> **Stated goal A**:
Answer these questions from the passage on dismissal, one line each, marked (i), (ii), (iii):
(i) What are employees who are forewarned and counselled more likely to be able to do?
(ii) Under what circumstances are the prospects of finding new employment described as somewhat better?
(iii) Besides the failure to consult, which two omissions does the passage call significant?

--- START Source document ---

To put it into colloquial terms, it is desirable, as the award recognises, that employees whose security of employment is about to be shattered, be let down gently.  If they are forewarned and counselled they are more likely to be able to accommodate to their new situation, to adjust themselves to the search for other work, and the like.  Moreover, it is generally recognised that if an employee is in work and is given time off to go and look for other work, the prospects of finding new employment are somewhat better than if the person concerned is required to seek work as an unemployed person on social security.  The failure to consult is a significant matter in this case. 

In my view, it was also significant that no forewarning was given, and significant also that no counselling was provided.  Those are matters that should have been attended to, to render the dismissal in the circumstances of this case, reasonable and fair."

--- END Source document ---

> **Stated goal B**: Turn the rows starting at the row containing "Rules: pick out each instance of the purple" and ending at the row containing "[[967, 698]]" into a numbered list, leaving out blank lines.

--- START Information supplied ---

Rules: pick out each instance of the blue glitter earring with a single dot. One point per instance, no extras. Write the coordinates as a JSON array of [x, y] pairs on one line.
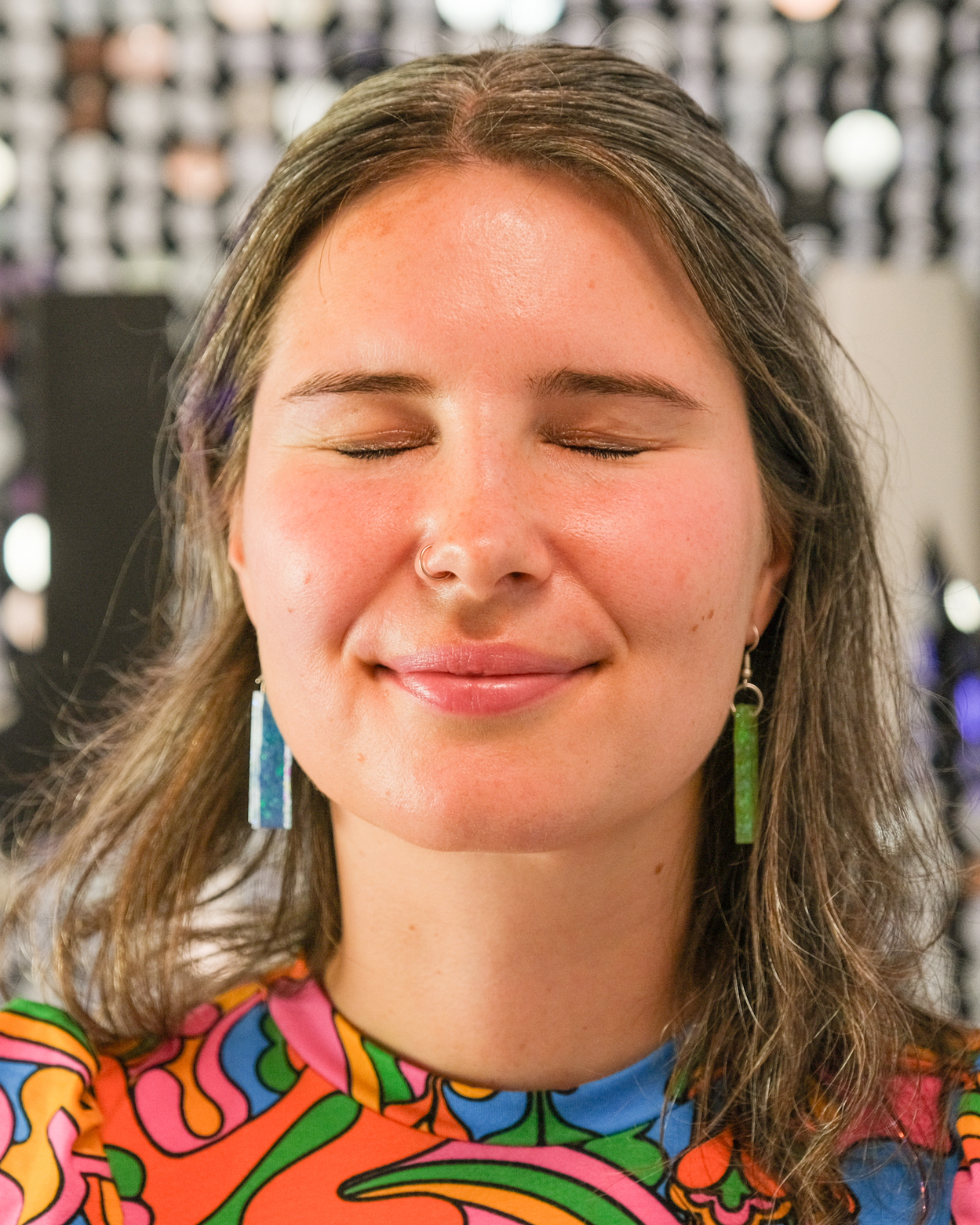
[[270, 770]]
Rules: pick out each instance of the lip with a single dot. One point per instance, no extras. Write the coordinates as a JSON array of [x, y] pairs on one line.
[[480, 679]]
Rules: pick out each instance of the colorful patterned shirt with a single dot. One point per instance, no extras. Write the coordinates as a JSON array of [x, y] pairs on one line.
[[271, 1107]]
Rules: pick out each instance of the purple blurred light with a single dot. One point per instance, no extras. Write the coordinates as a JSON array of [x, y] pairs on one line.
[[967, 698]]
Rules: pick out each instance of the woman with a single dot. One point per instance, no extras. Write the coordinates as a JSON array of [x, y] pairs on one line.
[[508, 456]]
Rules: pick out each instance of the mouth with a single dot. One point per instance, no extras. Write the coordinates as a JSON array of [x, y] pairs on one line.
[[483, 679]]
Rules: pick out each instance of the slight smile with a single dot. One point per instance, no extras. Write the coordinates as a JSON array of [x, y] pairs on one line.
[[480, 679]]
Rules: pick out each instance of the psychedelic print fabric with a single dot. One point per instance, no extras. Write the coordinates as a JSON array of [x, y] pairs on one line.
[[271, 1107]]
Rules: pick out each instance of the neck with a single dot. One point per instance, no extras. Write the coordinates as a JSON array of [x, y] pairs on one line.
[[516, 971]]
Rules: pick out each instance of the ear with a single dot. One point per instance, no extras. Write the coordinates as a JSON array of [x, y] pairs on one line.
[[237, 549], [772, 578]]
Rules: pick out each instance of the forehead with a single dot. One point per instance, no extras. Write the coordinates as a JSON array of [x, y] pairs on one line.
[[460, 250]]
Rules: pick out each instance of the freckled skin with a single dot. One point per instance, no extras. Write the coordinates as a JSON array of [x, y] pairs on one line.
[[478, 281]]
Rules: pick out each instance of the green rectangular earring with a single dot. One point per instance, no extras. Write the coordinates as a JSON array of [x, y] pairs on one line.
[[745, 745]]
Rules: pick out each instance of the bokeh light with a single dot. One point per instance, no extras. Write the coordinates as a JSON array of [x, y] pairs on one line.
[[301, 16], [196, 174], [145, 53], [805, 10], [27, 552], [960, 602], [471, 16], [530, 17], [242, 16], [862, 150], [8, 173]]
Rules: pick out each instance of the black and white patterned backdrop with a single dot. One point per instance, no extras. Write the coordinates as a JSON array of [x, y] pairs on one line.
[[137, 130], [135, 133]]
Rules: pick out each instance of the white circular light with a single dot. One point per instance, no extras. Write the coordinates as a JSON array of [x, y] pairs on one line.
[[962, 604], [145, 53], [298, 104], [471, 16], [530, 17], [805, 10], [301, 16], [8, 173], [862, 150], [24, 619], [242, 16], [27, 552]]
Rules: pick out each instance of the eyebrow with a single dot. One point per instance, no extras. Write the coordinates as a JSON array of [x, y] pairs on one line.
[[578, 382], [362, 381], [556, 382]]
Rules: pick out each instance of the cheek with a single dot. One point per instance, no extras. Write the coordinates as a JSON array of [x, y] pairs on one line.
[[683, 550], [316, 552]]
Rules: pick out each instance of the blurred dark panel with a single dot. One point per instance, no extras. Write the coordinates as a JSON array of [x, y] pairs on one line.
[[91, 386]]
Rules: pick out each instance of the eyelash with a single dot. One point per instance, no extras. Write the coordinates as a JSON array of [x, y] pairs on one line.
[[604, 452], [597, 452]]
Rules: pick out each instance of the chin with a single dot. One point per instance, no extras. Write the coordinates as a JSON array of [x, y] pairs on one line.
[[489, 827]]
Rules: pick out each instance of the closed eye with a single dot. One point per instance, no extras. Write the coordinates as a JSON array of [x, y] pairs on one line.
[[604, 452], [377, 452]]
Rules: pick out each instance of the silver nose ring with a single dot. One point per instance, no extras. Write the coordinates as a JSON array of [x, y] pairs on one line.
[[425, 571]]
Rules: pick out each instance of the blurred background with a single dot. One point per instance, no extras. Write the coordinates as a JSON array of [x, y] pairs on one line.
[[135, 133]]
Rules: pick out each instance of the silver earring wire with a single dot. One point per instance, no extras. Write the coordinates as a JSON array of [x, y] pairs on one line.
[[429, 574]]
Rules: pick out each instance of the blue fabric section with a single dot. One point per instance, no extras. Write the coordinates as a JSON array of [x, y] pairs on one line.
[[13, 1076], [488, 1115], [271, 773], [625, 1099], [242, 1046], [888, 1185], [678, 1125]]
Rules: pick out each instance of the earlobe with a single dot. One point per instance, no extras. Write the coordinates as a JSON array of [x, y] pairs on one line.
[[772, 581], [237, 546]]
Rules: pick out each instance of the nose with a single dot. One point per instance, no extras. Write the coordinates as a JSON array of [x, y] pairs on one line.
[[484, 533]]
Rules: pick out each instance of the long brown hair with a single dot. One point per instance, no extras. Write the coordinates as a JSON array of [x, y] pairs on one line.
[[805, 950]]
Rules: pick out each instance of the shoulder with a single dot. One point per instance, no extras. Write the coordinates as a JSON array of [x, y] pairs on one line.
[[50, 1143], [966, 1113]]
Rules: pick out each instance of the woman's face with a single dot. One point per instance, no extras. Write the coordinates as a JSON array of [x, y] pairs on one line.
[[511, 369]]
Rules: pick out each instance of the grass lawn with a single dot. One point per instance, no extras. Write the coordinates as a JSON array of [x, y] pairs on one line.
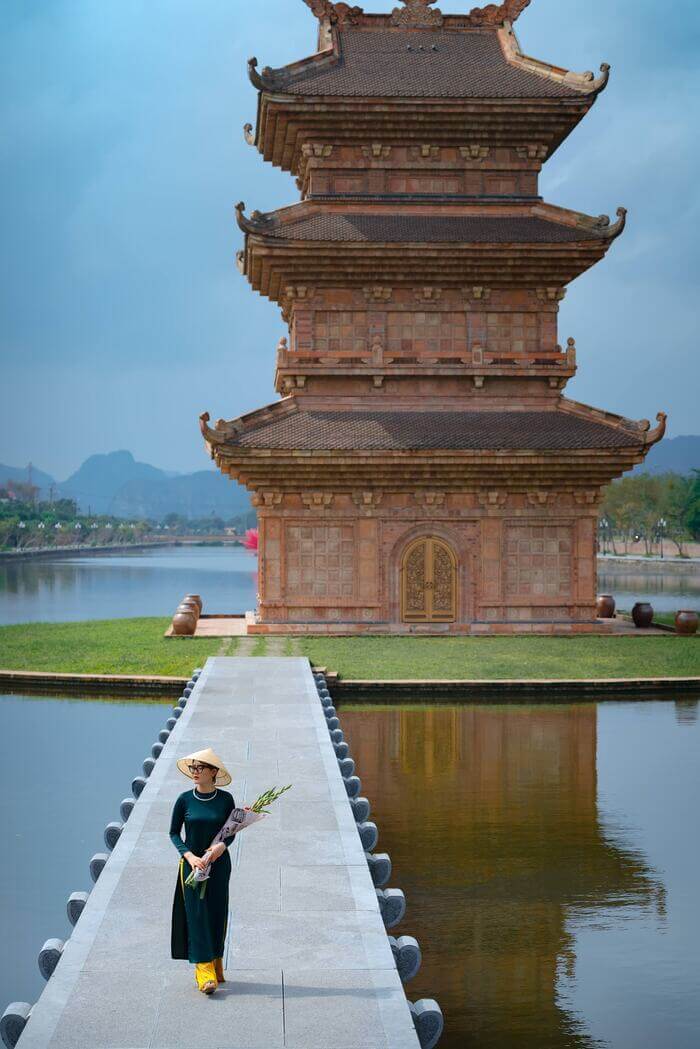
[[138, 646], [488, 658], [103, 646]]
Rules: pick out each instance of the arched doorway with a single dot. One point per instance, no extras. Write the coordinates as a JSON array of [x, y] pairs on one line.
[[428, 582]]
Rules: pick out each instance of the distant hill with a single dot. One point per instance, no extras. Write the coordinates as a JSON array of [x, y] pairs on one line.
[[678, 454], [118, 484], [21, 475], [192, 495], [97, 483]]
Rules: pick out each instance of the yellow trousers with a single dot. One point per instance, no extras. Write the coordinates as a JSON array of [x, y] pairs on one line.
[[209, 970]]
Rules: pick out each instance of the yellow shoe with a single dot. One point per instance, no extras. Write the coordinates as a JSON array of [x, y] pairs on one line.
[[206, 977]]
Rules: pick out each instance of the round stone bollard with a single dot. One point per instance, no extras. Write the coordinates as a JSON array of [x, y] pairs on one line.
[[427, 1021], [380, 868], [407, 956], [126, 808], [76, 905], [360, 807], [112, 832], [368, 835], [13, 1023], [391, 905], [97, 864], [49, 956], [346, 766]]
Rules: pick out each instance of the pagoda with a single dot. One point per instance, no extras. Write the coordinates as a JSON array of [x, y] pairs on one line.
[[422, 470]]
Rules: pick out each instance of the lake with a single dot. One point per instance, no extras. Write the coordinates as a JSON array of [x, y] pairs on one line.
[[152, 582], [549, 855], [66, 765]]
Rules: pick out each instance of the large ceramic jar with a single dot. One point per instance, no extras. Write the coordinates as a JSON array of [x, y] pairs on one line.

--- END Information supplied ---

> **Task result A**:
(i) Accommodate to their new situation and adjust themselves to the search for other work.
(ii) When an employee is in work and is given time off to go and look for other work, rather than having to seek work as an unemployed person on social security.
(iii) No forewarning was given, and no counselling was provided.

> **Task result B**:
1. Rules: pick out each instance of the purple blurred light with a single dot. One point per instance, no extras. Write the coordinates as a JSON array of [x, y] pairs on one line.
2. [[967, 698]]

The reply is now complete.